— Dataset entries —
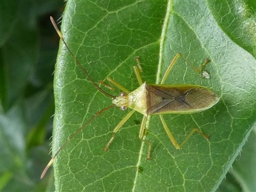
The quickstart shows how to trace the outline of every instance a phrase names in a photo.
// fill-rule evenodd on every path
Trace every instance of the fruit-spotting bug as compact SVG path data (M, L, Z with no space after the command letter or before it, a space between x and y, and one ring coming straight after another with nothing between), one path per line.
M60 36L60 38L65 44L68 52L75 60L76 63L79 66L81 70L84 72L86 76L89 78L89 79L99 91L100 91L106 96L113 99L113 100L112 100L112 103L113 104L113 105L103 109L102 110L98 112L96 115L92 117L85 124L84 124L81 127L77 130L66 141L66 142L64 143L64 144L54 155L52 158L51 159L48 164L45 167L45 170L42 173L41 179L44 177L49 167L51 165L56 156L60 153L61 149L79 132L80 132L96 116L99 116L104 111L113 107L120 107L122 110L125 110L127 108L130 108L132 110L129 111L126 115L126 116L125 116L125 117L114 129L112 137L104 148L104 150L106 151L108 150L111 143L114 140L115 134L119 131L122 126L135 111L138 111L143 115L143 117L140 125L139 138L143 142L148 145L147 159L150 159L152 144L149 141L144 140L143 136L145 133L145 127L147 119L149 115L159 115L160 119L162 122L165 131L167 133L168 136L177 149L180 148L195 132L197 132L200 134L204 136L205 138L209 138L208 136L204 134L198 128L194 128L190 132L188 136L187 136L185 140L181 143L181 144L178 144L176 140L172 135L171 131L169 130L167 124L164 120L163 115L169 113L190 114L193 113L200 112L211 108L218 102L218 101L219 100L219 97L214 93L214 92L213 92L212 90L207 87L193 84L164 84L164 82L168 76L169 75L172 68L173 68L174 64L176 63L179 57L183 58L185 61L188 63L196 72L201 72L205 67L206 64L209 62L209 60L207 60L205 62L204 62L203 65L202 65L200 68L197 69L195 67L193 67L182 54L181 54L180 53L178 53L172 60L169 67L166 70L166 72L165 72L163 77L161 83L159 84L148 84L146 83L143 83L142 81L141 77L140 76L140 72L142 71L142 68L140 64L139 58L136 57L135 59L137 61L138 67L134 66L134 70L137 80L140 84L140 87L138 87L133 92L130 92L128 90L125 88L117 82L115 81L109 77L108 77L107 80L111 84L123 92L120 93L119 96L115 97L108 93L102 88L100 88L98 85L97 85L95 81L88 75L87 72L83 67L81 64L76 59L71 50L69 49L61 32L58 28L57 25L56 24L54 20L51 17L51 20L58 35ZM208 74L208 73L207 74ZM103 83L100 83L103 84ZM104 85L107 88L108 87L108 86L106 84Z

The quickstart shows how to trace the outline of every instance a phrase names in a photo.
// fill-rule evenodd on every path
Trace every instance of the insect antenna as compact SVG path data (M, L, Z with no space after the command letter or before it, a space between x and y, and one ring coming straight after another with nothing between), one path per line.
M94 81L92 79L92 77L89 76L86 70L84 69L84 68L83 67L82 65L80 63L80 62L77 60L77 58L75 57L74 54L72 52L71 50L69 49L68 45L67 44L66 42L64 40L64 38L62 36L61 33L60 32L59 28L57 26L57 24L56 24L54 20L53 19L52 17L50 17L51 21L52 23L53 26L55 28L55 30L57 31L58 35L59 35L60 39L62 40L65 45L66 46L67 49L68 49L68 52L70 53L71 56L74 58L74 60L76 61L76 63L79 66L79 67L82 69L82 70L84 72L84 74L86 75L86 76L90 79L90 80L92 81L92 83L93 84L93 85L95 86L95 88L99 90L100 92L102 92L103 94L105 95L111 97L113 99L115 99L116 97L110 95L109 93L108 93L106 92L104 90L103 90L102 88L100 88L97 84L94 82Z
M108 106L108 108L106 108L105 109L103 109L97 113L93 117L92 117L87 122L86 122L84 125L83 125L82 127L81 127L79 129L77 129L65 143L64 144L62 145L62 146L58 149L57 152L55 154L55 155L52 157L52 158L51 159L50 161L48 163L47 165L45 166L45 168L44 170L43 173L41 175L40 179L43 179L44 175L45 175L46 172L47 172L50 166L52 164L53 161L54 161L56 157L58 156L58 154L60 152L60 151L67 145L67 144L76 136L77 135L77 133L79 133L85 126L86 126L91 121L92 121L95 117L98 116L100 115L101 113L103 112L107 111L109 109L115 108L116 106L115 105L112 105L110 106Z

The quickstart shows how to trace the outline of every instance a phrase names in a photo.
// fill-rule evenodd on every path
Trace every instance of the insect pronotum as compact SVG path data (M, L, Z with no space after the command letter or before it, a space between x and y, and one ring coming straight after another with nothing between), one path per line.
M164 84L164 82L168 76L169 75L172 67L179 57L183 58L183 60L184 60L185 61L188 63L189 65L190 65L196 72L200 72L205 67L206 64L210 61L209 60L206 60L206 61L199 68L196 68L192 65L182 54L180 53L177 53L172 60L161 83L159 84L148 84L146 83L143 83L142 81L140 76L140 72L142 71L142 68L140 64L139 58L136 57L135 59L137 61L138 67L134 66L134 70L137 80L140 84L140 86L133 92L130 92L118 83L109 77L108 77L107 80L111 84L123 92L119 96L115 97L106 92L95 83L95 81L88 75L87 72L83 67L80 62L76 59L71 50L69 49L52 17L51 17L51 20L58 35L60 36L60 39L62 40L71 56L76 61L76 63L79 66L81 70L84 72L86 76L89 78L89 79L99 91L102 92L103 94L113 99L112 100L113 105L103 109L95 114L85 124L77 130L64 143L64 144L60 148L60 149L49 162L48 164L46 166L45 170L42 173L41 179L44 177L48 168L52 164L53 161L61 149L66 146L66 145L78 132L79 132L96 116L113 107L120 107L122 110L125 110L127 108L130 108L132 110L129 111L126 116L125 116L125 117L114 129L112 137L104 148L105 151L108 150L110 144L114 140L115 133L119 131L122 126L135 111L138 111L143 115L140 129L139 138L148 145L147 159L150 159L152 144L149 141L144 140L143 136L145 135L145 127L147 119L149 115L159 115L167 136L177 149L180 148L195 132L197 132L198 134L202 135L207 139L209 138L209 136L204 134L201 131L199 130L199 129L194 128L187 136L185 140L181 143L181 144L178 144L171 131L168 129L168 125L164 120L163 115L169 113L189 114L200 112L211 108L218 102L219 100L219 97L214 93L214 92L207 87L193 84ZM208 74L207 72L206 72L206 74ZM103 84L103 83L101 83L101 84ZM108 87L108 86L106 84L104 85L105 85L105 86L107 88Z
--
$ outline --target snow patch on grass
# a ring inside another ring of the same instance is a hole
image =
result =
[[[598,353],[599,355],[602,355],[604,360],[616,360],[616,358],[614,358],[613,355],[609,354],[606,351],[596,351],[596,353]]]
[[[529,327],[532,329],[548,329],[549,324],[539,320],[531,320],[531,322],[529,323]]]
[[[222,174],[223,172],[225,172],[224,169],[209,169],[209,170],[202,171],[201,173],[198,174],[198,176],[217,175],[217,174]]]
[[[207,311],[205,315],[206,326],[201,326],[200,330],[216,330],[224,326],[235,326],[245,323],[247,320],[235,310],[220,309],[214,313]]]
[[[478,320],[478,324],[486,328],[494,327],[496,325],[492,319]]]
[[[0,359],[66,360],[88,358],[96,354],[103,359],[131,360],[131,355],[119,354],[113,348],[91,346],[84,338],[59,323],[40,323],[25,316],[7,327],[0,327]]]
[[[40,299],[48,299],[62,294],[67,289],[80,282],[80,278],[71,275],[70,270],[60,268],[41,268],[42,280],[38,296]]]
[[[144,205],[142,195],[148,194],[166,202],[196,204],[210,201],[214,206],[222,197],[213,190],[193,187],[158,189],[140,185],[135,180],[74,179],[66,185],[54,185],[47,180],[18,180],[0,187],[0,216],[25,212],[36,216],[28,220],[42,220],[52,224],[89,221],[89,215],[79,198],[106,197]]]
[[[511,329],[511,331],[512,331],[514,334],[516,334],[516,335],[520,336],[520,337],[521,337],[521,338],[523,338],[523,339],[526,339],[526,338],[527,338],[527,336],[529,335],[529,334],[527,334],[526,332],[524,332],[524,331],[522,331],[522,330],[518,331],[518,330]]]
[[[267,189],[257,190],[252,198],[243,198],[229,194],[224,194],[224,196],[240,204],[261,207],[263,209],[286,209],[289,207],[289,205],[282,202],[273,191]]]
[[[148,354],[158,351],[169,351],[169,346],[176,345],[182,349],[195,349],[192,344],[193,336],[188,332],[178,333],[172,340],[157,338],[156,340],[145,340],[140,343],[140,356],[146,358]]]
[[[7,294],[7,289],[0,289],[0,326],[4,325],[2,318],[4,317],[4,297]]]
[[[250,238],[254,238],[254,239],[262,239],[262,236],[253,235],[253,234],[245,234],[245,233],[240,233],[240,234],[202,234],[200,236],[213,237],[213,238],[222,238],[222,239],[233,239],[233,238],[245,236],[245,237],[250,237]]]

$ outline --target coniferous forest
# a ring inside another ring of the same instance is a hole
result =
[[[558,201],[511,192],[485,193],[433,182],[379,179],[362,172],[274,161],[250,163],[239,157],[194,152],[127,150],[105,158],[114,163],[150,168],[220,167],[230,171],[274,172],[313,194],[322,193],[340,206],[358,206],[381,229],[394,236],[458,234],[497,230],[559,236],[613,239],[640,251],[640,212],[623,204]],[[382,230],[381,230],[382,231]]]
* * *
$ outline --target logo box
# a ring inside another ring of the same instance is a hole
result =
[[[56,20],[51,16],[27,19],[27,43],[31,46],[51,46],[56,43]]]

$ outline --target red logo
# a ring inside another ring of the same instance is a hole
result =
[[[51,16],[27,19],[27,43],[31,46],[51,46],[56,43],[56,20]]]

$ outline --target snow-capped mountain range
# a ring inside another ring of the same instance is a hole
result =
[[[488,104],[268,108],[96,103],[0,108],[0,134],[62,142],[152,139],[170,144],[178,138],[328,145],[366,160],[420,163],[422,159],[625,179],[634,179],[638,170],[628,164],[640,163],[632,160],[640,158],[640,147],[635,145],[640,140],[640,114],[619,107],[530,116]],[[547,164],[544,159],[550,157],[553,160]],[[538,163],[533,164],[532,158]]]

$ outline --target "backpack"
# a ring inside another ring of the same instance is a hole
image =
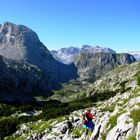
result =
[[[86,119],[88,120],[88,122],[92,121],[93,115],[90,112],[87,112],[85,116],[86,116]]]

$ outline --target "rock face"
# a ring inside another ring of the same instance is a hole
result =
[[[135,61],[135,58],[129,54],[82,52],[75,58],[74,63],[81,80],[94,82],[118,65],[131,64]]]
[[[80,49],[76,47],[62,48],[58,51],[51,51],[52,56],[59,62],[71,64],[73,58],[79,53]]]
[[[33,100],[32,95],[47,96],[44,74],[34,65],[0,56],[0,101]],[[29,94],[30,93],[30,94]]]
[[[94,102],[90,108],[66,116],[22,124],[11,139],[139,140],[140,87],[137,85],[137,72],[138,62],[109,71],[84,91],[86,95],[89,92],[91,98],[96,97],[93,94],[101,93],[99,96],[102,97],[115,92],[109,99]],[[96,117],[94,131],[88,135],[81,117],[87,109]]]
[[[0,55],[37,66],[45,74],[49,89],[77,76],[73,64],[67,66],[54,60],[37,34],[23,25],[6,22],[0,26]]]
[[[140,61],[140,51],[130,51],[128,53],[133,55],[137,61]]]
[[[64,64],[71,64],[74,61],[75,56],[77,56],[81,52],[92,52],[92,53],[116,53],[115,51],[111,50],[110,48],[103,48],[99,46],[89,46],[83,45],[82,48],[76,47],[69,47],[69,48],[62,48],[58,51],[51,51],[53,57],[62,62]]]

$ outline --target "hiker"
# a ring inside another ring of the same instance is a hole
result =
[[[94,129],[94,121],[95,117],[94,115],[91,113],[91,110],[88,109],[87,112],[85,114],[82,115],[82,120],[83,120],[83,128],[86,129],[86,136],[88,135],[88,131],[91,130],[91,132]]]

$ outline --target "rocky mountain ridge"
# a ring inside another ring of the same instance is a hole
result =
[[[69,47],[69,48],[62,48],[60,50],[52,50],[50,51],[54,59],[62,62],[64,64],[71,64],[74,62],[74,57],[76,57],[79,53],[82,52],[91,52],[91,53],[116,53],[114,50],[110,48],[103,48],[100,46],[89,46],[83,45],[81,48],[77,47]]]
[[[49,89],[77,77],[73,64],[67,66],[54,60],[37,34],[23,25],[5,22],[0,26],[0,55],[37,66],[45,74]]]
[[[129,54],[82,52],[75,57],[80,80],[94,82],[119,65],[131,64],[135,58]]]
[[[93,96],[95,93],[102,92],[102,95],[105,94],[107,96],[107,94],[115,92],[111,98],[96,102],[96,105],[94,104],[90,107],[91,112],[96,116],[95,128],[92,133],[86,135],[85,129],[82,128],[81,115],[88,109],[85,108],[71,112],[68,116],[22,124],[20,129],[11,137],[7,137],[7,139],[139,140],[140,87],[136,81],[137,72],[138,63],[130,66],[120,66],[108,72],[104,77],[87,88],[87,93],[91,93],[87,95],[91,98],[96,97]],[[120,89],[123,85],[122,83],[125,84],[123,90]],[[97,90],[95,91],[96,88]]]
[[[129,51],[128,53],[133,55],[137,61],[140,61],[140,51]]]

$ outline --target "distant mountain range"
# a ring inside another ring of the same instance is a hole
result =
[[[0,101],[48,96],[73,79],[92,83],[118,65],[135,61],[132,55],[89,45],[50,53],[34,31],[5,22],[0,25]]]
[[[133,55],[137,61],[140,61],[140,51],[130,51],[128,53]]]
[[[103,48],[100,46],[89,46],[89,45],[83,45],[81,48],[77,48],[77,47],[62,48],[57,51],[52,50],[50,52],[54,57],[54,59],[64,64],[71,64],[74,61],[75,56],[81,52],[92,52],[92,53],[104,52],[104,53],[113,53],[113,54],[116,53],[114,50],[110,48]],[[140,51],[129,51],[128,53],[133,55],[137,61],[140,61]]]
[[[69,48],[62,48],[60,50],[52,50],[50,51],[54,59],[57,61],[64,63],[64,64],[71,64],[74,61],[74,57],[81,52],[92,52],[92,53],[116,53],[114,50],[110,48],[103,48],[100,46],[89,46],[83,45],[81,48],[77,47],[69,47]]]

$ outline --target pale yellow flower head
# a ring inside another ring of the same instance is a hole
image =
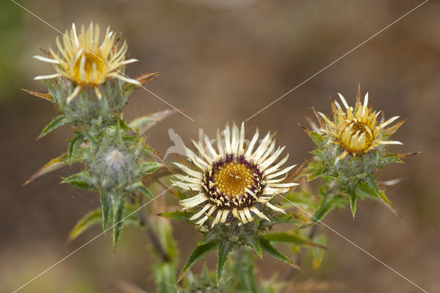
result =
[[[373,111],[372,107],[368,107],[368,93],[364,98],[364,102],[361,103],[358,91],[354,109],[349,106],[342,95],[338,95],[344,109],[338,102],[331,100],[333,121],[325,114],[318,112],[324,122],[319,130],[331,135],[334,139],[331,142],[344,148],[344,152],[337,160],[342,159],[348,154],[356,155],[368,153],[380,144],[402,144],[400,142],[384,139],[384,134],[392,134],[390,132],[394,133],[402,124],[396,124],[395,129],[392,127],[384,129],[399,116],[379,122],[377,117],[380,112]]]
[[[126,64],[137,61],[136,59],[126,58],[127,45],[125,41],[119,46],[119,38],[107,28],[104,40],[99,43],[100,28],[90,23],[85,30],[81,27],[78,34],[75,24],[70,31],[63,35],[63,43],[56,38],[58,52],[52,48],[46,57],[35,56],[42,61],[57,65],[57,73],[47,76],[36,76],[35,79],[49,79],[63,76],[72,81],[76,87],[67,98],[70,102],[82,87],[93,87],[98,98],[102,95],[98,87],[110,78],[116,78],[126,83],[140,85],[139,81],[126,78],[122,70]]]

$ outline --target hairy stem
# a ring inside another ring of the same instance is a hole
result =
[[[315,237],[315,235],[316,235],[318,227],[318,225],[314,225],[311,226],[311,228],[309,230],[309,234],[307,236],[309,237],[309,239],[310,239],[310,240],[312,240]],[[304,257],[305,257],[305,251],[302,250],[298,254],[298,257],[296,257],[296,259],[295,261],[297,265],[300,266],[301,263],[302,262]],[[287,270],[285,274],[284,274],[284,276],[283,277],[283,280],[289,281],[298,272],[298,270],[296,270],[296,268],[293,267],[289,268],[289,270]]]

— Given exercise —
Count the lines of the items above that contain the string "range", treating uppercase and lowercase as distinct, and give only the number.

— Finished answer —
2